• [Extracted text]
— start —
# Tiny Harness



## 2Cheese (Feb 21, 2010)

I need to get Lacey a harness that fits. I have an xxs Hip doggie and its still really big on her. Anyone have any guidance as to where I can get a harness for her?....I need one that will fit an 8-9 inch chest.

Thank you


----------



## Bella Luna (Jan 15, 2010)

I had the same problem with Bella and still often do. I had to end up making her one when she was younger..I bought her a Puppia one and it was even too big. However, I did find her one at Petsmart that fit. It was adjustable so I just put it to the smallest size..Also, how about a ferret harness? Haha, when I went shopping for Bella, I was tempted to buy on because they are pretty small!

Good luck!


----------



## foggy (Oct 12, 2009)

I think Pinkaholic makes some tiny ones that might possibly fit. 

PetzCrazee Pet Boutique Pinkaholic Polkadot Vest Harness - Pink

Pinkaholic Melody Heart Dog Harness II

ORIGINAL HARNESS II BY PUPPIA / PINKAHOLIC~FREE US SHIP - eBay (item 250785915563 end time Apr-08-11 08:28:06 PDT)


----------



## TLI (Sep 3, 2008)

Jade's chest is 8 inches, and the only harness that fits her is the XS Pinkaholic. But it has to be the ones that are lined. The XS Puppia will be WAY to big.


----------



## TLI (Sep 3, 2008)

The second and third link in Paula's post should work in an XS.


----------



## TLI (Sep 3, 2008)

Once her chest gets to about 9 to 10 inches the XS Step in Puppia should fit good. It only comes in the Mesh style, though.


----------



## svdreamer (Feb 20, 2010)

I used a cat harness for Billy and Pepper when they were tiny, I hear a ferret or rabbit harness will work, too.


----------



## 2Cheese (Feb 21, 2010)

TLI said:


> Jade's chest is 8 inches, and the only harness that fits her is the XS Pinkaholic. But it has to be the ones that are lined. The XS Puppia will be WAY to big.


Thanks for the visual!!! Jade is so cute 

Thanks everyone for the recommendations. Ill search for the Puppia Pinkaholic harness! I may take a trip to petco tomorrow and check out those ferret harnesses too


----------



## michele (Jan 12, 2009)
— end —
• [Information shown]
— start —
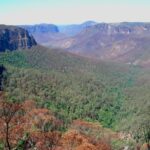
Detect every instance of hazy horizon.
[0,0,150,25]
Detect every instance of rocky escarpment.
[0,25,37,51]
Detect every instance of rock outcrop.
[0,25,37,52]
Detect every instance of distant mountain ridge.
[19,21,150,65]
[0,25,37,52]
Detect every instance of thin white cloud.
[0,5,150,24]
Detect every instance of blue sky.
[0,0,150,24]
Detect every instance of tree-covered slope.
[0,46,149,146]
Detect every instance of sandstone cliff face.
[0,25,37,51]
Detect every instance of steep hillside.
[21,21,96,47]
[0,46,150,149]
[0,25,36,52]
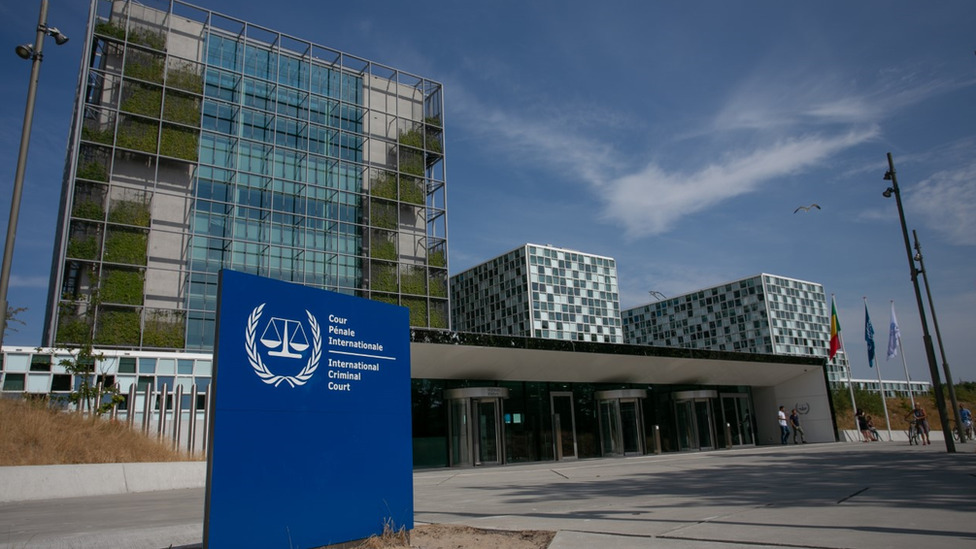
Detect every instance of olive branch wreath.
[244,303,322,387]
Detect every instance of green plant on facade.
[166,63,203,94]
[400,177,426,204]
[101,269,146,305]
[66,235,98,260]
[108,200,150,227]
[142,310,186,349]
[369,200,396,229]
[81,126,112,145]
[95,308,139,346]
[427,250,447,267]
[129,27,166,51]
[105,230,148,265]
[430,307,447,329]
[369,232,396,261]
[118,117,159,154]
[119,82,163,118]
[159,124,200,158]
[400,265,427,295]
[163,91,200,126]
[369,261,396,292]
[403,298,427,326]
[369,171,396,200]
[95,21,125,40]
[76,161,108,182]
[428,272,447,297]
[123,48,165,84]
[71,200,105,221]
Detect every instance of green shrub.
[118,118,159,154]
[159,124,200,158]
[163,91,200,127]
[400,266,427,295]
[101,269,145,305]
[67,235,98,260]
[95,310,139,345]
[119,82,163,118]
[105,231,148,265]
[71,200,105,221]
[76,162,108,182]
[369,262,396,292]
[400,177,426,204]
[369,200,396,229]
[369,172,396,200]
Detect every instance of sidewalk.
[0,442,976,549]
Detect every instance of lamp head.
[14,44,34,59]
[47,27,68,46]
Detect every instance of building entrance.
[549,391,579,461]
[444,387,508,467]
[674,391,718,451]
[594,389,647,457]
[721,393,756,446]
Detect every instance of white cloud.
[602,128,878,237]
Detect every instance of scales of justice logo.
[244,303,322,387]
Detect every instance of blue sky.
[0,0,976,381]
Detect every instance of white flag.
[888,301,901,358]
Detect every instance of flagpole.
[864,296,891,442]
[830,294,863,440]
[888,299,915,410]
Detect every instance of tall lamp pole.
[882,153,956,454]
[912,229,966,442]
[0,0,68,349]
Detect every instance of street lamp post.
[883,153,956,454]
[0,0,68,349]
[912,229,966,442]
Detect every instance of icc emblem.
[244,303,322,387]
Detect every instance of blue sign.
[204,270,413,549]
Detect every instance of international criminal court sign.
[203,270,413,549]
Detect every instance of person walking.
[790,408,807,444]
[776,406,790,444]
[905,401,931,444]
[854,408,874,442]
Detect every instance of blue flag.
[864,301,874,368]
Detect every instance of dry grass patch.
[0,399,194,465]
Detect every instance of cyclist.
[905,402,931,444]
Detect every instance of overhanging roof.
[410,330,824,387]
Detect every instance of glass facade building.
[451,244,623,343]
[44,0,449,350]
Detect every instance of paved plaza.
[0,442,976,549]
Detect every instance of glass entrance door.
[444,387,508,467]
[474,398,501,465]
[549,392,579,461]
[722,393,756,446]
[595,389,647,456]
[674,391,718,450]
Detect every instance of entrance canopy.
[410,330,824,387]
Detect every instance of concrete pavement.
[0,442,976,549]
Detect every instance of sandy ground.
[359,524,556,549]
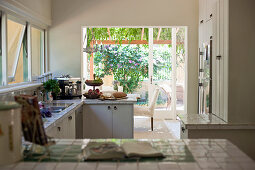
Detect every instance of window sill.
[0,83,42,94]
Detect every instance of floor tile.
[0,164,16,170]
[55,162,77,170]
[219,162,241,170]
[97,163,117,170]
[117,163,138,170]
[34,163,57,170]
[198,161,220,169]
[178,163,201,170]
[14,162,37,170]
[240,162,255,170]
[158,162,180,170]
[75,162,97,170]
[138,162,158,170]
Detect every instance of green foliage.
[43,79,60,94]
[94,45,175,93]
[87,27,149,46]
[94,45,148,93]
[153,28,172,40]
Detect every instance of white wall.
[49,0,198,113]
[0,0,52,27]
[228,0,255,123]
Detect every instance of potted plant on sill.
[43,79,60,100]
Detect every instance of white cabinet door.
[67,112,75,139]
[205,0,218,21]
[83,104,112,139]
[46,126,57,138]
[112,104,134,138]
[199,0,206,23]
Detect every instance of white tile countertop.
[84,97,137,104]
[0,139,255,170]
[177,114,255,129]
[44,97,137,131]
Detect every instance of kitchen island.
[0,139,255,170]
[44,98,136,139]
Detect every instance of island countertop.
[44,97,137,131]
[0,139,255,170]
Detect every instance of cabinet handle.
[182,127,185,133]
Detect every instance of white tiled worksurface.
[178,114,255,129]
[0,139,255,170]
[44,97,136,131]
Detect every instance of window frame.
[30,24,46,80]
[0,10,48,89]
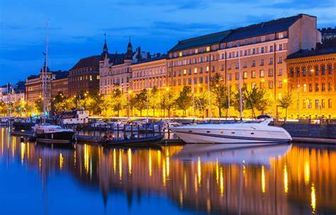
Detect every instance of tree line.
[0,74,292,117]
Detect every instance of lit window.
[243,72,247,79]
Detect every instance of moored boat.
[34,124,75,146]
[172,118,292,145]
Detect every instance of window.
[295,67,300,77]
[279,44,282,51]
[259,70,265,78]
[260,59,265,66]
[278,81,282,88]
[308,84,313,92]
[315,65,319,76]
[328,64,332,75]
[251,70,257,78]
[321,99,325,109]
[278,57,282,64]
[243,72,247,79]
[278,69,282,76]
[289,67,294,77]
[321,65,325,75]
[328,99,332,108]
[315,99,320,109]
[228,73,232,81]
[235,72,239,80]
[301,66,307,77]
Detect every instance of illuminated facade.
[168,14,321,115]
[286,49,336,119]
[0,129,336,215]
[26,72,53,102]
[131,55,167,93]
[68,55,101,96]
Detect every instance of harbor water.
[0,128,336,215]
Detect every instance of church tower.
[125,38,133,60]
[101,33,108,60]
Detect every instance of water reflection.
[0,129,336,215]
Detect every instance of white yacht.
[172,118,292,146]
[33,124,75,145]
[174,144,292,167]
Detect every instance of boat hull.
[36,131,75,145]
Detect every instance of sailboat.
[33,22,75,145]
[172,46,292,145]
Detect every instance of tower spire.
[126,36,133,60]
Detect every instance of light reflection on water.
[0,129,336,215]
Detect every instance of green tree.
[51,92,67,113]
[176,86,193,116]
[0,101,7,116]
[278,94,293,122]
[242,87,266,117]
[160,88,176,117]
[149,86,160,116]
[34,98,43,113]
[210,73,229,117]
[195,94,208,117]
[112,87,126,116]
[134,89,148,116]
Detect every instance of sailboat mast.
[238,44,243,120]
[41,22,49,115]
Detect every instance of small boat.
[103,135,163,148]
[34,124,75,146]
[172,118,292,146]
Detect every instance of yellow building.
[168,14,321,117]
[286,49,336,119]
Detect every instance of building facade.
[68,55,102,96]
[286,49,336,119]
[99,40,150,95]
[26,71,54,103]
[131,55,168,93]
[168,14,321,116]
[25,71,69,102]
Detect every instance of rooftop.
[133,54,167,65]
[169,14,310,52]
[287,48,336,59]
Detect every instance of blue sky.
[0,0,336,84]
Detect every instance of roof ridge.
[179,30,231,42]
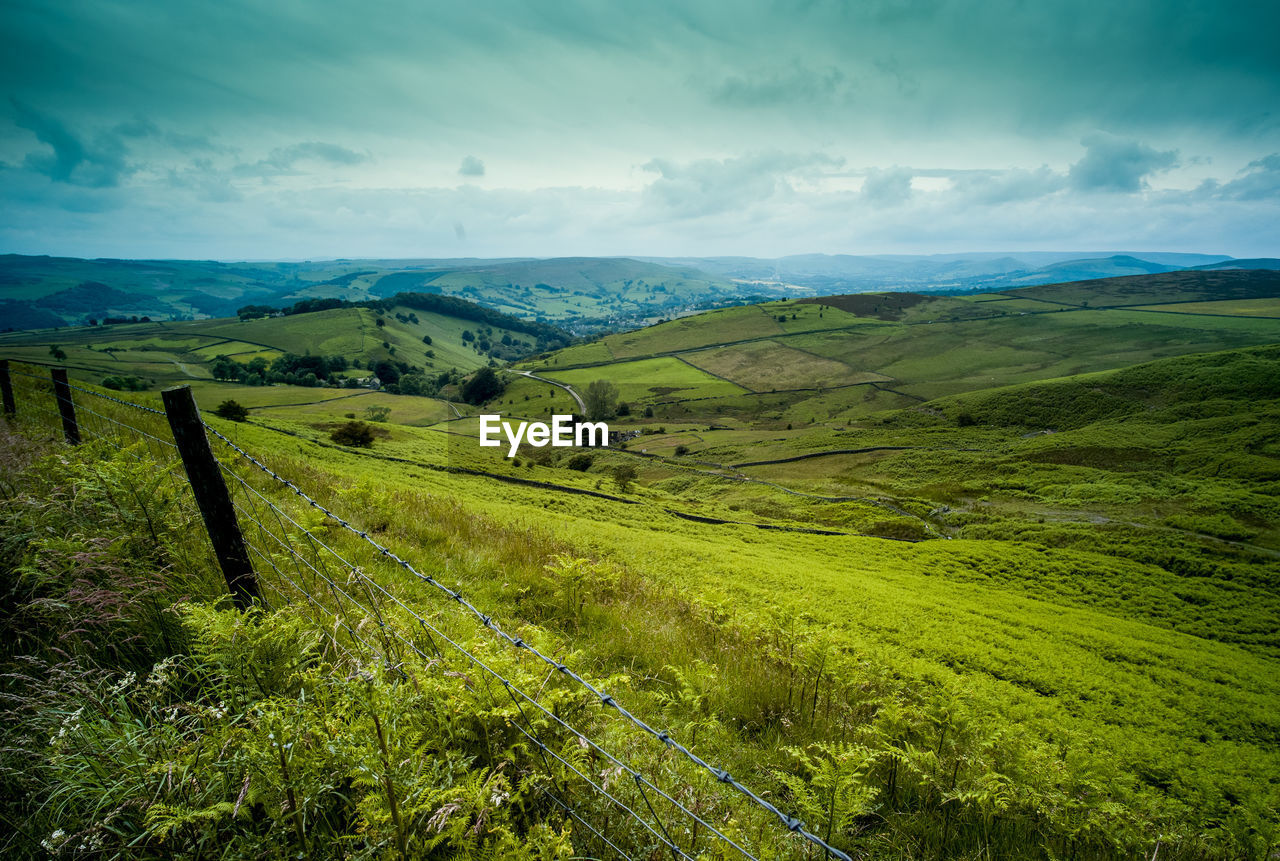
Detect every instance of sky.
[0,0,1280,260]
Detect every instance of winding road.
[503,367,586,416]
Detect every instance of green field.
[1133,298,1280,317]
[544,358,744,400]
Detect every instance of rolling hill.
[0,269,1280,858]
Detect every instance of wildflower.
[147,655,178,687]
[40,828,67,852]
[108,670,138,696]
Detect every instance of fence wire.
[10,367,851,861]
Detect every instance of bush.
[214,400,248,421]
[102,376,147,391]
[462,367,504,404]
[329,421,374,449]
[613,463,639,493]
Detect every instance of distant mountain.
[1005,269,1280,308]
[641,251,1230,294]
[0,252,1280,334]
[1009,255,1183,284]
[1193,257,1280,269]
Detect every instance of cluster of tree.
[582,380,619,421]
[329,421,374,449]
[236,304,280,320]
[462,366,507,404]
[210,353,348,386]
[237,293,572,361]
[102,375,147,391]
[214,400,248,421]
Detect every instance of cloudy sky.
[0,0,1280,258]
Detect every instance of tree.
[462,367,504,404]
[329,421,374,449]
[214,400,248,421]
[399,371,435,395]
[613,463,639,494]
[585,380,618,421]
[209,356,243,380]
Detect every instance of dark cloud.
[861,166,914,206]
[1219,152,1280,201]
[236,141,369,177]
[1068,132,1178,192]
[10,99,133,188]
[644,152,841,217]
[950,165,1066,206]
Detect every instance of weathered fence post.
[0,358,18,418]
[54,367,79,445]
[160,385,260,610]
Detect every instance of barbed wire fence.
[0,362,850,861]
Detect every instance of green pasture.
[681,340,888,391]
[541,357,744,402]
[1129,297,1280,317]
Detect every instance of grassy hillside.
[522,270,1280,419]
[0,255,768,329]
[0,291,550,399]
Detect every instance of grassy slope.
[517,273,1280,426]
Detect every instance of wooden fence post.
[160,385,260,610]
[52,367,79,445]
[0,358,18,418]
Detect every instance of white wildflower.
[40,828,67,852]
[108,670,138,696]
[147,655,178,687]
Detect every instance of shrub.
[613,463,639,493]
[102,376,147,391]
[214,400,248,421]
[329,421,374,449]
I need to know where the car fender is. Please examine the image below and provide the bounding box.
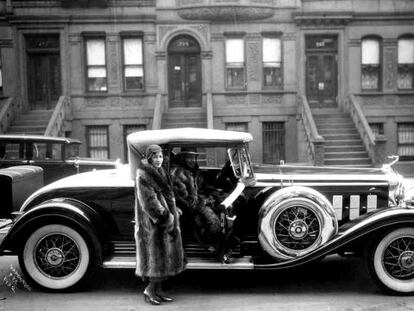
[254,207,414,269]
[0,198,106,258]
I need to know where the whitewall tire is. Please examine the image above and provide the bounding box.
[366,227,414,294]
[19,224,94,291]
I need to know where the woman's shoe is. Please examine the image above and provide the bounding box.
[157,294,174,302]
[144,291,161,306]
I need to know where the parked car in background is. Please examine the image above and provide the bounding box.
[0,135,116,185]
[0,128,414,294]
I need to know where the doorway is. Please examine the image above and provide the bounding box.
[168,35,202,108]
[26,34,61,110]
[305,35,338,108]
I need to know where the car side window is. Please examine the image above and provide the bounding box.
[0,143,24,160]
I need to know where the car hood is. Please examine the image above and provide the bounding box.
[255,165,393,183]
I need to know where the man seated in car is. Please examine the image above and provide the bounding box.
[170,148,236,262]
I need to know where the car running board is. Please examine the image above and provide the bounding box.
[103,256,254,270]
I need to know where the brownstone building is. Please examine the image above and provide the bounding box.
[0,0,414,174]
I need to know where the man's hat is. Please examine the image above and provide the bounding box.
[178,147,199,155]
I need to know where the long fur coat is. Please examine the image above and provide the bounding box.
[135,165,185,278]
[170,163,221,246]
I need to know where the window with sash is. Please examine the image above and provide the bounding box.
[122,38,144,91]
[226,122,248,132]
[226,38,245,88]
[397,123,414,160]
[86,37,108,92]
[369,122,384,135]
[124,124,146,162]
[397,36,414,90]
[86,125,109,160]
[262,38,283,88]
[361,38,381,91]
[262,122,285,164]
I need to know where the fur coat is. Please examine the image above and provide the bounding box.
[171,164,221,246]
[135,165,185,278]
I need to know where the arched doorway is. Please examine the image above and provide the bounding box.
[168,35,202,108]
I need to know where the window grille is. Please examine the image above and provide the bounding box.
[87,126,109,160]
[361,38,381,90]
[262,38,282,88]
[124,124,146,162]
[262,122,285,164]
[397,37,414,90]
[226,39,245,88]
[397,123,414,160]
[123,38,144,90]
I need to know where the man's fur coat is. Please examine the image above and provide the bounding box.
[135,164,185,278]
[171,162,221,246]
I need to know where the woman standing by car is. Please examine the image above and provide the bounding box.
[135,145,185,305]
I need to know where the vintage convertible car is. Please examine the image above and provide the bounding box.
[0,134,118,185]
[0,128,414,294]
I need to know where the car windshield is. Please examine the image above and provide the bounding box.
[65,144,79,159]
[227,146,253,179]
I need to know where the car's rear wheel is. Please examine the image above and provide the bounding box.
[19,224,96,291]
[365,227,414,295]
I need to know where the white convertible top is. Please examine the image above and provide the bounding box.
[127,127,253,178]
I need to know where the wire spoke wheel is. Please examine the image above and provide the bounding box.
[383,237,414,280]
[19,224,96,291]
[365,227,414,294]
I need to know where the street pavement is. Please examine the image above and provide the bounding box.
[0,256,414,311]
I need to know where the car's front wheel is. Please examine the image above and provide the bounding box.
[366,227,414,294]
[19,224,96,291]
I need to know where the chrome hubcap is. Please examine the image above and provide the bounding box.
[34,234,80,278]
[46,248,65,266]
[399,251,414,269]
[289,220,308,239]
[275,206,321,250]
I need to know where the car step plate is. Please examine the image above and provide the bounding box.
[103,256,254,270]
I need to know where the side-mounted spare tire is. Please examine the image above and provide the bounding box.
[19,224,98,292]
[258,186,338,260]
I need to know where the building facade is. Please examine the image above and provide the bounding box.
[0,0,414,174]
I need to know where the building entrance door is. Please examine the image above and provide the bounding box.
[168,35,202,108]
[306,35,338,108]
[26,35,61,109]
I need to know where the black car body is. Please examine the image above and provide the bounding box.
[0,135,116,184]
[0,128,414,293]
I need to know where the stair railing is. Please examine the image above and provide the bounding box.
[0,97,22,133]
[45,95,72,137]
[298,95,325,166]
[152,94,164,130]
[207,92,214,129]
[343,95,387,167]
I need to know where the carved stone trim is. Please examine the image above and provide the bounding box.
[201,51,213,59]
[0,39,13,48]
[155,51,167,60]
[294,14,353,27]
[177,6,274,21]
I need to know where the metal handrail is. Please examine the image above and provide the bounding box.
[45,95,71,137]
[344,95,376,159]
[299,95,325,165]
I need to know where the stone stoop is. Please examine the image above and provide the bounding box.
[7,110,53,135]
[313,109,373,167]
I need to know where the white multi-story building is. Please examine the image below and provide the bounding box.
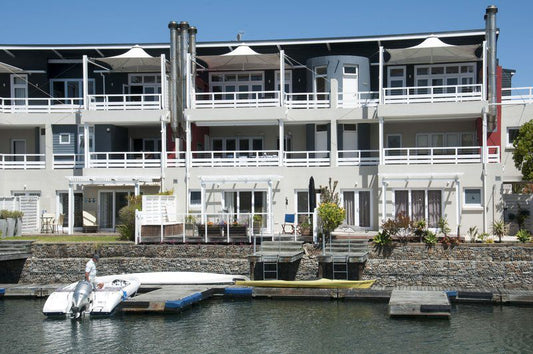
[0,8,533,239]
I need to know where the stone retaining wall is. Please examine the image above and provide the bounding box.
[20,243,533,290]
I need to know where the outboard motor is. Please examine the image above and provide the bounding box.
[70,280,93,318]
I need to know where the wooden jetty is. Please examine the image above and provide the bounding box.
[248,241,304,280]
[389,289,451,318]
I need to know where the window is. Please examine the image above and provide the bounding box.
[394,189,442,228]
[189,190,202,207]
[59,133,70,145]
[465,188,481,207]
[507,127,520,148]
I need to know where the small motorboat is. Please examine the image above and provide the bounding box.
[235,279,375,289]
[43,276,141,319]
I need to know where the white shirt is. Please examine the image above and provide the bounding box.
[85,259,96,281]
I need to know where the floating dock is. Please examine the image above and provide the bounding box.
[389,289,451,318]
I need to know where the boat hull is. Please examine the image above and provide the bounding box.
[235,279,375,289]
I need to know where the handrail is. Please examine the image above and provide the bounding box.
[191,150,279,167]
[0,97,83,113]
[88,93,163,111]
[383,84,482,104]
[502,87,533,104]
[383,146,500,165]
[284,92,331,109]
[337,150,379,166]
[283,150,330,167]
[0,154,46,170]
[337,91,379,108]
[193,91,280,108]
[89,151,161,168]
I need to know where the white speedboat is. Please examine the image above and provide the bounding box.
[43,276,141,318]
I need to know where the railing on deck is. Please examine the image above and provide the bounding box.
[285,92,331,109]
[54,154,84,170]
[191,150,279,167]
[337,150,379,166]
[283,151,330,167]
[502,87,533,104]
[0,154,46,170]
[89,151,161,168]
[383,84,482,104]
[337,91,379,108]
[89,94,163,111]
[0,97,83,113]
[194,91,280,108]
[383,146,500,165]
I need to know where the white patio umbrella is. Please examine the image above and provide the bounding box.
[93,45,161,72]
[198,45,287,70]
[387,37,479,65]
[0,62,22,74]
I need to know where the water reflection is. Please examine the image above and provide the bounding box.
[0,299,533,353]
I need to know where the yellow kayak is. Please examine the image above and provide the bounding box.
[235,279,375,289]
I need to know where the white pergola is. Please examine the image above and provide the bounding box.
[67,176,161,235]
[378,172,464,234]
[200,175,283,234]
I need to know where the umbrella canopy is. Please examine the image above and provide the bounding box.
[387,37,479,65]
[198,45,288,70]
[94,45,161,73]
[0,62,22,74]
[309,176,316,216]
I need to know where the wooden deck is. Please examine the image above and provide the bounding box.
[389,289,451,318]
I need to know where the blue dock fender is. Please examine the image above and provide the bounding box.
[165,293,202,309]
[224,288,252,297]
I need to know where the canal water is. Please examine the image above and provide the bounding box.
[0,299,533,354]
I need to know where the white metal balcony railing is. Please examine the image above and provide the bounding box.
[0,97,83,113]
[337,150,379,166]
[383,146,500,165]
[89,151,161,168]
[502,87,533,104]
[194,91,280,108]
[337,91,379,108]
[383,84,482,104]
[89,94,163,111]
[54,154,84,170]
[191,150,279,167]
[0,154,46,170]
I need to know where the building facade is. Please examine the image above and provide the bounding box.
[0,6,533,238]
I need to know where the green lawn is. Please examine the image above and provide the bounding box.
[4,235,127,242]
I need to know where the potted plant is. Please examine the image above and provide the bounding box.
[253,214,263,235]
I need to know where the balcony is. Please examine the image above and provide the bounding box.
[0,154,46,170]
[502,87,533,104]
[383,84,482,104]
[383,146,500,165]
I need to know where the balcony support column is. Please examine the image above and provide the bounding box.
[83,123,91,168]
[67,183,74,235]
[274,49,285,107]
[83,55,89,110]
[378,117,385,165]
[278,119,285,166]
[44,124,54,170]
[378,46,384,104]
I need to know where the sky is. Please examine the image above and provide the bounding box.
[4,0,533,87]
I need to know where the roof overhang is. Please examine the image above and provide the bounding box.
[66,176,161,186]
[200,175,283,183]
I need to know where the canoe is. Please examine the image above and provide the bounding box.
[235,279,375,289]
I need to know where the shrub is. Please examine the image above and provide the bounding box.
[424,230,438,247]
[372,230,392,247]
[492,220,507,242]
[117,195,142,241]
[516,229,531,243]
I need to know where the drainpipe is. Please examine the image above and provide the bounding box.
[168,21,178,139]
[485,5,498,132]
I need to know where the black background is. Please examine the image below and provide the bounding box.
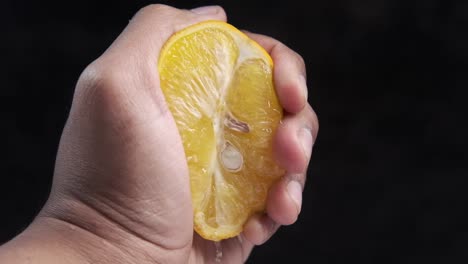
[0,0,468,264]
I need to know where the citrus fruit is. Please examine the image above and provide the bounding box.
[158,21,284,241]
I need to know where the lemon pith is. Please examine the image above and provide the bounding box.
[158,21,284,241]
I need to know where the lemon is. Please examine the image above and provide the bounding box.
[158,21,284,241]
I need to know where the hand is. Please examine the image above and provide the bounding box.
[0,5,318,263]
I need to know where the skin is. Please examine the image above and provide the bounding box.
[0,5,318,264]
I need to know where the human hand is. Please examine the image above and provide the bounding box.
[0,5,318,263]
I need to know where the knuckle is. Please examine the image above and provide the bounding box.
[137,4,172,14]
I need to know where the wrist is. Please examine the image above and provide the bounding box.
[0,194,188,264]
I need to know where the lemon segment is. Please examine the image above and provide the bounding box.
[158,21,284,241]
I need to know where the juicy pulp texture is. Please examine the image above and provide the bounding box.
[158,22,284,241]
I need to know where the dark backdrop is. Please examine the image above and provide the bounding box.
[0,0,468,264]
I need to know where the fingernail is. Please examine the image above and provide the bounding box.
[298,127,314,159]
[299,75,309,102]
[286,180,302,213]
[190,5,219,15]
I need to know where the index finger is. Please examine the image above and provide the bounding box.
[245,32,308,114]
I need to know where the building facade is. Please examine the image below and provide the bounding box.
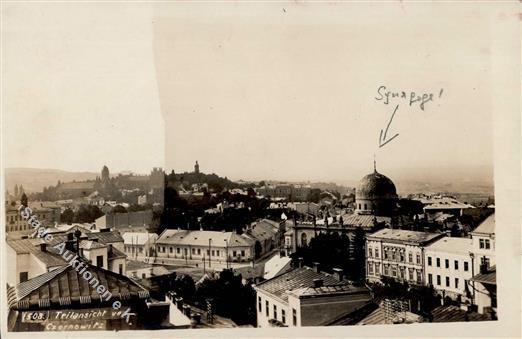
[366,229,444,285]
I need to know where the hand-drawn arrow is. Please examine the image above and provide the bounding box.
[379,105,399,148]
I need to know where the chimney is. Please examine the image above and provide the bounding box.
[333,267,344,281]
[175,297,183,311]
[183,305,190,318]
[297,257,303,268]
[312,262,319,273]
— end —
• [Task directions] Transcribe the stretch of the harness thread from "PetzCrazee Pet Boutique" through "Apr-08-11 08:28:06 PDT)".

• [Full solution]
PetzCrazee Pet Boutique Pinkaholic Polkadot Vest Harness - Pink

Pinkaholic Melody Heart Dog Harness II

ORIGINAL HARNESS II BY PUPPIA / PINKAHOLIC~FREE US SHIP - eBay (item 250785915563 end time Apr-08-11 08:28:06 PDT)